RECORDS FOR PROCESSING:
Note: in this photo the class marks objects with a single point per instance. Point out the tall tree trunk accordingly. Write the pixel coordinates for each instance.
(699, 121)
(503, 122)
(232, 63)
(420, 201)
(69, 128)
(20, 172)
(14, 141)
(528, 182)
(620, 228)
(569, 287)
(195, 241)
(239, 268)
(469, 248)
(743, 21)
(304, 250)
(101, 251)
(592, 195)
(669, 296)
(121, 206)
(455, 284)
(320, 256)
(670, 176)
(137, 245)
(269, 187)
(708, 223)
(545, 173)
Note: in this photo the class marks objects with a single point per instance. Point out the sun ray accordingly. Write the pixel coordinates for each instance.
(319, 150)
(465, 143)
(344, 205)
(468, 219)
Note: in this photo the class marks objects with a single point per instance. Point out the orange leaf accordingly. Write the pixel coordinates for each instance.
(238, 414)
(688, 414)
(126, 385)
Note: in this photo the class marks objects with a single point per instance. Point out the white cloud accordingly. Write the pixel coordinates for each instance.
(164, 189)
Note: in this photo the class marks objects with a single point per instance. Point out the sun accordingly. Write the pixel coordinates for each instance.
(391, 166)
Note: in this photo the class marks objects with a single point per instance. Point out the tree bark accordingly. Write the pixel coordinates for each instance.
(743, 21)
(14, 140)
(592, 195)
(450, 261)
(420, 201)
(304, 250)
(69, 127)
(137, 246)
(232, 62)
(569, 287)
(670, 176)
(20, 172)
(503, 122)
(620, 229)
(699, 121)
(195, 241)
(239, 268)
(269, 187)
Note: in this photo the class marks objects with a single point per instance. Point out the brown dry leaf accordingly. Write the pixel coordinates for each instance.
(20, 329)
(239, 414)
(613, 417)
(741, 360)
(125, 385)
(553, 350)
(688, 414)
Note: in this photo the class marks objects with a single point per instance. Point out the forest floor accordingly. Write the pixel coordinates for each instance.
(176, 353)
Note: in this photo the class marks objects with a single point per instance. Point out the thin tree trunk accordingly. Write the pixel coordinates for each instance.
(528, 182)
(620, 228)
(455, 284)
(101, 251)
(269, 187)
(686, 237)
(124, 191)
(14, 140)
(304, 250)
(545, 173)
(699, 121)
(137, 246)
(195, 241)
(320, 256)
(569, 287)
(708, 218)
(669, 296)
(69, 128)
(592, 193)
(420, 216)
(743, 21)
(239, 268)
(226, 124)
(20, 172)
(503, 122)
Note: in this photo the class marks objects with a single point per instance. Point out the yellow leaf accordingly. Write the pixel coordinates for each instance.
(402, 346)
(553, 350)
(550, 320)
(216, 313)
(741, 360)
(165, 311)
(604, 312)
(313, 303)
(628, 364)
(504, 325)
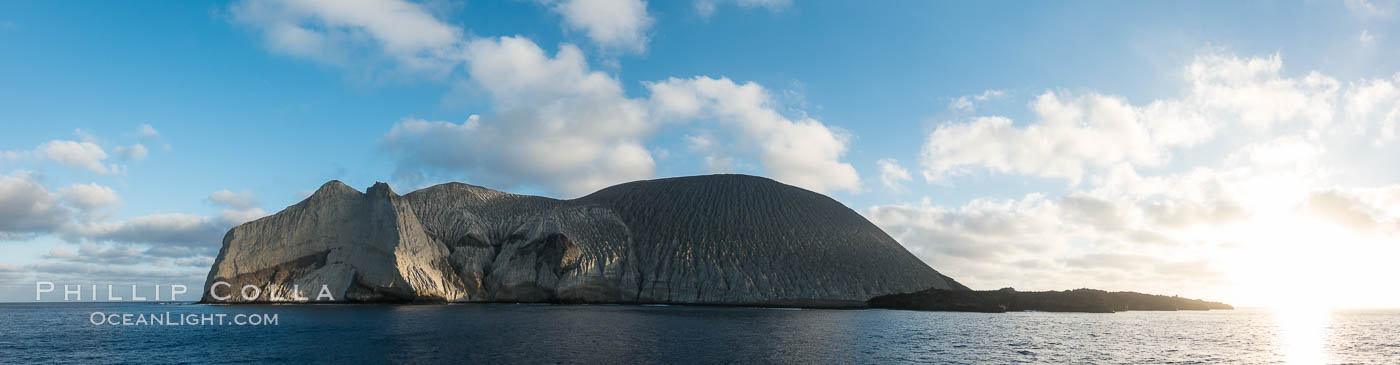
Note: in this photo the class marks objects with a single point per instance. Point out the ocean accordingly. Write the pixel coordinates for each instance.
(499, 333)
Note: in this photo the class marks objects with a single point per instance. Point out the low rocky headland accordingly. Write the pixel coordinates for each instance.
(1008, 299)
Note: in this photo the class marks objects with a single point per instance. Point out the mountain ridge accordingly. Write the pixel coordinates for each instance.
(721, 239)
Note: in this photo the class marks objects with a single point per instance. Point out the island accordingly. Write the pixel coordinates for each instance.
(714, 239)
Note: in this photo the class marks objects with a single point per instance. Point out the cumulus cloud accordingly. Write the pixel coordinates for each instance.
(237, 207)
(1073, 134)
(88, 196)
(28, 207)
(167, 228)
(892, 175)
(335, 32)
(706, 7)
(969, 102)
(1256, 189)
(556, 123)
(613, 24)
(77, 154)
(801, 151)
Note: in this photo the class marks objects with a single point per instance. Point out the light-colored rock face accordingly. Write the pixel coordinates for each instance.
(725, 239)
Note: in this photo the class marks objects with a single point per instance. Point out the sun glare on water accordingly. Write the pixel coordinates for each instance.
(1302, 269)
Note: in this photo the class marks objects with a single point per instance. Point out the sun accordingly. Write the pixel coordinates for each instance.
(1291, 260)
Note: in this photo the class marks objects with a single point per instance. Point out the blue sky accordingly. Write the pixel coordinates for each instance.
(268, 99)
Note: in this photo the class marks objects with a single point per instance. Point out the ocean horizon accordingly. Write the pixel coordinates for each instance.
(541, 333)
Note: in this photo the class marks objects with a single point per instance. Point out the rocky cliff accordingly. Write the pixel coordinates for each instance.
(724, 239)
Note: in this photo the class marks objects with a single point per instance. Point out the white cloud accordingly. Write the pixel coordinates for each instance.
(88, 196)
(969, 102)
(27, 207)
(336, 32)
(892, 175)
(1078, 134)
(147, 130)
(157, 230)
(613, 24)
(237, 207)
(800, 151)
(1374, 104)
(77, 154)
(132, 153)
(556, 123)
(706, 7)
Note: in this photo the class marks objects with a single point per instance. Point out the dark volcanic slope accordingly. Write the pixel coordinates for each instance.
(727, 239)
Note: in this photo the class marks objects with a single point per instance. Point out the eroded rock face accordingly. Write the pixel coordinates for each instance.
(727, 239)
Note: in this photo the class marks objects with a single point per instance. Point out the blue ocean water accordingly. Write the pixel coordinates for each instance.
(63, 333)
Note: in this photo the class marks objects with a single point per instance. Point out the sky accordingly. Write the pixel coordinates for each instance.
(1238, 151)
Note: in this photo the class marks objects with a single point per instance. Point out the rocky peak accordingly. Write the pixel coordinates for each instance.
(380, 189)
(335, 189)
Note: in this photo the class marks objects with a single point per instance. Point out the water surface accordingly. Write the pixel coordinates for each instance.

TASK REQUIREMENTS: Make an exact copy of all entries above, dropping the images.

COMPLETED EXERCISE:
Note: in this photo the class marks objects with a single point per instance. Point out the tall tree trunk accordingly. Write the pixel coordinates for each instance.
(699, 121)
(503, 122)
(232, 63)
(420, 201)
(69, 128)
(20, 172)
(14, 141)
(528, 182)
(620, 228)
(569, 287)
(195, 241)
(239, 268)
(469, 248)
(743, 21)
(304, 250)
(101, 251)
(592, 195)
(669, 296)
(121, 206)
(455, 284)
(320, 256)
(670, 176)
(137, 245)
(269, 187)
(708, 223)
(545, 173)
Note: in this photo the class marks objects with a single point per instance. Point out the sun ray accordingly. Write the pixel coordinates for each instance.
(319, 150)
(465, 143)
(344, 205)
(468, 219)
Note: in this photo the class marks objects with a single point per instance. Point out the orange leaf accordingly. Write the pixel coordinates for each instance.
(238, 414)
(688, 414)
(126, 385)
Note: in this photo the class marks objects with a single point per instance. Point out the white cloud accordingly. Write the pixel coordinates for each instance.
(164, 189)
Note: in this photo the class marks objects with a single point per instance. Point out the sun accordingly. Write the pixel coordinates for each instance.
(391, 166)
Note: in this photo the class marks objects with a single point per instance. Point out the tree bark accordingly. Write the pixel coordinates for each instance.
(743, 21)
(14, 140)
(592, 195)
(450, 261)
(420, 201)
(304, 250)
(69, 127)
(137, 246)
(232, 62)
(569, 287)
(670, 176)
(20, 172)
(503, 122)
(620, 229)
(699, 121)
(195, 241)
(239, 268)
(269, 187)
Note: in this photo the class marks objects with a single point per instance. Point out the brown dry leaf accordingly. Write the pixel coordinates for each instance.
(20, 329)
(239, 414)
(613, 417)
(741, 360)
(125, 385)
(553, 350)
(688, 414)
Note: in this photo the class marks objects with a single point per instance. Point out the forest floor accordingly. Write the pixel coordinates for each instance.
(176, 353)
Note: in this photo the class marks objects with a single point per instance. Point out the thin tree trunk accordingly. Write the pixel coordinates for each instance.
(528, 182)
(620, 228)
(455, 284)
(101, 251)
(269, 187)
(686, 237)
(124, 191)
(14, 140)
(304, 250)
(545, 173)
(699, 121)
(137, 246)
(195, 241)
(320, 256)
(569, 287)
(708, 218)
(669, 296)
(69, 128)
(592, 193)
(420, 216)
(743, 21)
(239, 268)
(226, 124)
(20, 172)
(503, 122)
Note: in this photo the class marks objects with a single point per instance. Point out the yellow leaf accordingly. Write the pixel coordinates for each instance.
(402, 346)
(553, 350)
(550, 320)
(216, 313)
(741, 360)
(165, 311)
(604, 312)
(313, 303)
(628, 364)
(504, 325)
Note: in this photo the class marks objects with a single point per instance. Point out the ocean accordingly. Write the pixel coordinates for each instance.
(499, 333)
Note: in this photo the class marks objects with a single point per instance. Point out the low rocky headland accordingly. Write the pixel coordinates for each instance.
(1008, 299)
Note: in this photo the class marks objects with a single point per instance. Point out the mountain ridge accordingly. Write the pixel coordinates for each instance.
(721, 239)
Note: in this photo the class marks objects with a single point per instance. Point out the island accordingly. Write the pixel coordinates for each instance.
(714, 239)
Note: in this photo the class marks objects with a single point per instance. Point out the cumulus cloud accordingly. Write the pixel coordinates for each instance.
(237, 207)
(1073, 134)
(88, 196)
(28, 207)
(167, 228)
(892, 175)
(335, 32)
(706, 7)
(969, 102)
(1256, 189)
(556, 123)
(613, 24)
(77, 154)
(801, 151)
Note: in this photo the class marks objects with a single point per instance. Point out the light-colored rock face accordingly. Write the pixel coordinates for each instance.
(725, 239)
Note: in this photo the class marks objects with a single point per instance. Point out the sun glare on water accordingly. Write the pixel coordinates for each instance.
(1302, 269)
Note: in this photo the class marks objects with a single point per instance. Point out the sun accordingly. Write the pixel coordinates for each instance.
(1291, 260)
Note: in this photo the class marks objects with a single point per instance. Point out the blue sky accordingly. Write the pixel coordinates for each instance.
(268, 99)
Note: in this photo the class marks objects with a single point per instance. Point out the ocean horizon accordingly. Write the pixel coordinates for each instance.
(541, 333)
Note: in this photo the class marks objects with a single point per instance. Point out the rocky cliff accordingly. Write the pixel coordinates for each instance.
(724, 239)
Note: in this photo the class marks objects with a single point per instance. Point out the white cloud accordingly. Write the pixel coordinates for each instance.
(88, 196)
(969, 102)
(27, 207)
(336, 32)
(892, 175)
(1078, 134)
(147, 130)
(157, 230)
(613, 24)
(237, 207)
(800, 151)
(1374, 104)
(77, 154)
(132, 153)
(556, 123)
(706, 7)
Note: in this photo the class marks objects with a single point per instance. Point out the dark volcanic slope accordingly. Write the pixel coordinates for each instance.
(727, 239)
Note: in this photo the class marks objects with a single point per instance. Point out the eroded rock face accordingly. Write the pixel coordinates for each instance.
(727, 239)
Note: in this photo the class marks objects with a single point per instance. Point out the blue ocean water accordingly. Write the pixel coordinates for each instance.
(63, 333)
Note: in this photo the class marks objects with a single point per instance. Point out the sky accordingly. Write the pixel coordinates for each instance.
(1238, 151)
Note: in this photo the class marks objects with a single point per instance. Point out the rocky peak accordingly. Write the pixel coordinates for each instance.
(380, 189)
(335, 189)
Note: in this photo the class marks objects with a single point per instance. Point out the water surface accordingly. Write the pixel coordinates for each instance.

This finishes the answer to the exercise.